Stated problem = The entries below should be transcribed in their entirety, exactly as written.

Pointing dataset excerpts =
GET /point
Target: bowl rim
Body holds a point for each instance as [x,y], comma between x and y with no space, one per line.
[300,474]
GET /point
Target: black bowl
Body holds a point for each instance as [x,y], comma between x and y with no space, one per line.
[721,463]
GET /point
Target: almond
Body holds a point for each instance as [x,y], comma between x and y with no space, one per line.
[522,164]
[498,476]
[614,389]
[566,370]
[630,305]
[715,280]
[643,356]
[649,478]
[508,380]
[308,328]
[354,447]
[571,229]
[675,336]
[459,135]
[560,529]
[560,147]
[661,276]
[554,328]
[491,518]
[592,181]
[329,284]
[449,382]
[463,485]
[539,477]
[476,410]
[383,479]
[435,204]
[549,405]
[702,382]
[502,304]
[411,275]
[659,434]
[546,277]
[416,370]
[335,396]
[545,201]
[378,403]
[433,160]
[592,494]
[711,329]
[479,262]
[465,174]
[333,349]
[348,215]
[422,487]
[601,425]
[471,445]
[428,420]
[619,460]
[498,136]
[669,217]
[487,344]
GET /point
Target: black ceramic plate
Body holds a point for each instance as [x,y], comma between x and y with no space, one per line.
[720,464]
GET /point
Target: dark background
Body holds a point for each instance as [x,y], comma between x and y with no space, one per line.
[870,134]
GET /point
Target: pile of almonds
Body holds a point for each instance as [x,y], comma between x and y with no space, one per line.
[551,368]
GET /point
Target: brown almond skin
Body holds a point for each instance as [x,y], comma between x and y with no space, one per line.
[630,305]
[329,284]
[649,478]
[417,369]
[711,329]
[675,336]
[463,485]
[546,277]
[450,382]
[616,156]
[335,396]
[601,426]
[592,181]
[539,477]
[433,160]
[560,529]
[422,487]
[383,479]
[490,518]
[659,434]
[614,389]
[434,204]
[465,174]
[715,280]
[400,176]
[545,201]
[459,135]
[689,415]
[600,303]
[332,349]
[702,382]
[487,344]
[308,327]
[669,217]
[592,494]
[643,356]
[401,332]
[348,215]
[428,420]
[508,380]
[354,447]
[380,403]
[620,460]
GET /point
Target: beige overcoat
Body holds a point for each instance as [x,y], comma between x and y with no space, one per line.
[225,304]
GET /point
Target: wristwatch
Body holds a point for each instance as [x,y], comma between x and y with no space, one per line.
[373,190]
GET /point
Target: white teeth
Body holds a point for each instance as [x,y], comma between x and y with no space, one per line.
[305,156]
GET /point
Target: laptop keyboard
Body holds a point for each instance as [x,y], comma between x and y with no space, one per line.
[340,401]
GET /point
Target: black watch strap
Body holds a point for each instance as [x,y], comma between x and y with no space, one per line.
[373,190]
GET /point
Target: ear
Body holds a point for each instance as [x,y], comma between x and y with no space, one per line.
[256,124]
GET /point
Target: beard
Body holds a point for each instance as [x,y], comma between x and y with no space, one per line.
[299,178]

Written answer =
GET /point
Target: bowl rim
Body holds a point for each instance as [x,y], comma between x and y with no space, one per line.
[300,474]
GET /point
Target: black bowl
Body holds a point for each instance as [x,y], comma between x and y with no space, one per line.
[721,463]
GET /point
Target: almond
Body holds a point for each instance as [x,y], comma between x and y with no space, one per line.
[522,164]
[498,476]
[614,389]
[566,370]
[630,305]
[715,280]
[643,356]
[649,478]
[508,380]
[308,328]
[354,447]
[571,229]
[675,336]
[459,135]
[560,529]
[560,147]
[661,276]
[554,328]
[491,518]
[592,181]
[329,284]
[449,382]
[463,485]
[539,477]
[476,410]
[383,479]
[435,204]
[549,405]
[702,382]
[502,304]
[411,275]
[659,434]
[546,277]
[416,370]
[335,396]
[545,201]
[378,403]
[433,160]
[592,494]
[711,329]
[479,262]
[465,174]
[333,349]
[348,215]
[422,487]
[601,425]
[471,445]
[428,420]
[619,460]
[498,136]
[669,217]
[487,344]
GET /point
Target: black ceramic plate
Body holds a point for each instance as [x,y], comma between x and y with no space, one per line.
[720,464]
GET /point
Target: dark background
Body holds a point for each instance as [x,y], comma between x and y with no space, one per line.
[870,134]
GET /point
Target: pile of almonds
Body holds a point for each instance as [x,y], comma between x and y with no space, one per line.
[551,368]
GET /point
Target: brown almond skin
Body holds a point for each instance as [x,y], comma between x and y with no space, one per line.
[630,305]
[329,284]
[649,478]
[417,369]
[711,329]
[675,336]
[463,485]
[546,277]
[450,382]
[616,156]
[335,396]
[601,426]
[592,181]
[539,477]
[433,160]
[560,529]
[422,487]
[383,479]
[490,518]
[659,434]
[614,389]
[434,204]
[465,174]
[715,280]
[400,176]
[545,201]
[459,135]
[689,415]
[600,303]
[332,349]
[702,382]
[487,344]
[308,327]
[669,217]
[592,494]
[643,356]
[401,332]
[348,215]
[428,420]
[508,380]
[354,447]
[380,403]
[620,460]
GET /point
Target: beige overcoat
Body holds a point for each instance as [x,y], comma between x and y with no space, one per line.
[225,304]
GET /point
Target: wristwatch
Body holds a point for each instance as [x,y], comma between x and y with no space, one per line.
[373,190]
GET /point
Target: white teeth
Body holds a point for each instance as [x,y], comma between x and y with no space, one per line.
[305,156]
GET /point
Target: laptop keyboard
Body holds a point for each instance as [x,y], comma between x and y with no space, one per line.
[340,401]
GET /point
Target: black watch strap
Body holds a point for each instance as [x,y], comma between x and y with no space, one per line.
[373,190]
GET /point
Target: ear
Body holds a point for each instance as [x,y], comma between x and y with no space, one per line.
[256,124]
GET /point
Target: beard
Body holds a point for each instance as [x,y], comma between x and y with no space, one per line.
[299,178]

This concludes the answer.